===== RECORDS TO PROCESS

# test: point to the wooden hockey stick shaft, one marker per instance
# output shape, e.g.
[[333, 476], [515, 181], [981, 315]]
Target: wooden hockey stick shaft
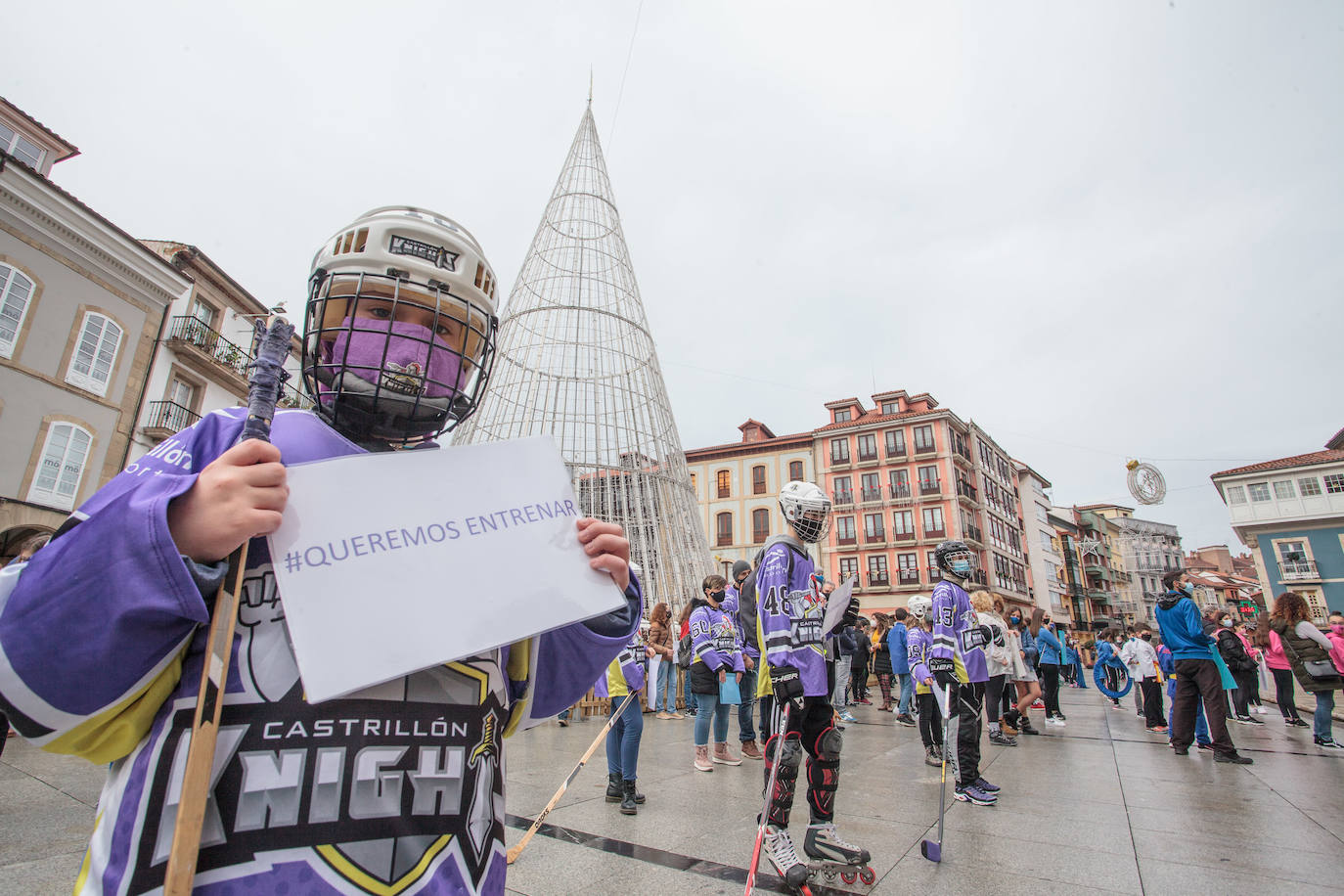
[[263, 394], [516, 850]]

==========
===== RECORDS TO PROCESS

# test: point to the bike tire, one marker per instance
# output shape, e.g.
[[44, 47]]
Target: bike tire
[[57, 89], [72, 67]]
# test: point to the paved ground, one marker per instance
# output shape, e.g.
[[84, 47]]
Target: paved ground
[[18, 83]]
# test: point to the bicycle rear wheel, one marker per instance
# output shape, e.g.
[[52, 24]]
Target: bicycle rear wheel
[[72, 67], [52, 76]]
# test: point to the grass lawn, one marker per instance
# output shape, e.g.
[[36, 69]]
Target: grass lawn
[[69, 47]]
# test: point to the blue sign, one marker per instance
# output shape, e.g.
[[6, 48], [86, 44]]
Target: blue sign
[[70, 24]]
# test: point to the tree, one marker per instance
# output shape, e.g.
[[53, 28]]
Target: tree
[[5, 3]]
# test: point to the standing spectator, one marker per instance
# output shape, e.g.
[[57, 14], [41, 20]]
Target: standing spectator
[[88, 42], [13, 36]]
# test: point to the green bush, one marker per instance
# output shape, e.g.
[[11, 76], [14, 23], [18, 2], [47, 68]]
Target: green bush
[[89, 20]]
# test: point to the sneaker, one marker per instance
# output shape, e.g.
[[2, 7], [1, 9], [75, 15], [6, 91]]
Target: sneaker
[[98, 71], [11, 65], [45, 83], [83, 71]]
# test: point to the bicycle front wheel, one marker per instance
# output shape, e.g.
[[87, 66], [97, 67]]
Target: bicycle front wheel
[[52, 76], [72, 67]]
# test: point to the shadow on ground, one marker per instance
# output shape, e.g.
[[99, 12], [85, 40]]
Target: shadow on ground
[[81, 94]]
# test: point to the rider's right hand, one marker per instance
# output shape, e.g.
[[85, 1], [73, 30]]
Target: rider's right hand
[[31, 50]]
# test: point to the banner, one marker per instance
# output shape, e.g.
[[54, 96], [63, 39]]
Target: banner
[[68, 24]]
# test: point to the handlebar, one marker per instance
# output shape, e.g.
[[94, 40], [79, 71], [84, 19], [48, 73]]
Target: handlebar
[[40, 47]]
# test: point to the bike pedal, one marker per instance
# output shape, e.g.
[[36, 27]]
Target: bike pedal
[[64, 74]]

==========
===== RECORDS TO PROCESS

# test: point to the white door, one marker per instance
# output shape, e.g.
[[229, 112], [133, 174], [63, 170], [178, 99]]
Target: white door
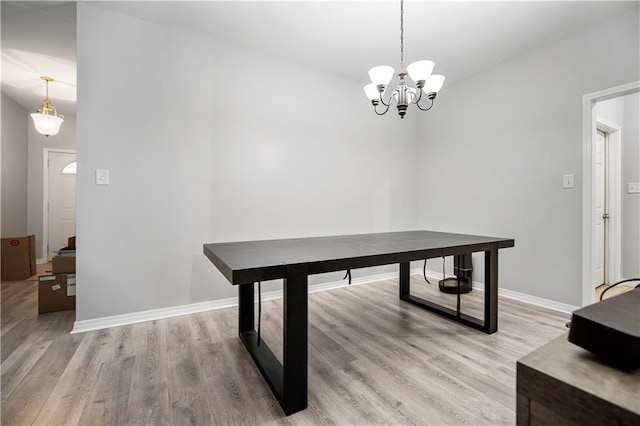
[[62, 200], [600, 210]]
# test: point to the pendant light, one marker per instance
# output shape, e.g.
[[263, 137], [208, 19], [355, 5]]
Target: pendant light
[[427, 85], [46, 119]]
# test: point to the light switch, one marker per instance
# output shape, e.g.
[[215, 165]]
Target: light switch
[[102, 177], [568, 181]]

==========

- YOUR OBJECTIVE -
Add 77 to every coordinate in the answers, and write out again all the data in the stretch from the line containing "# test: point to the wooden" through the line containing "[[263, 394], [516, 850]]", with every other line unchanged and the pictures left out.

- COMPLETE ANSWER -
# test: point to the wooden hockey stick shaft, one marker per instance
# output shape, e.g.
[[333, 476], [515, 181], [981, 315]]
Target: wooden hockey stick shaft
[[340, 471], [593, 927]]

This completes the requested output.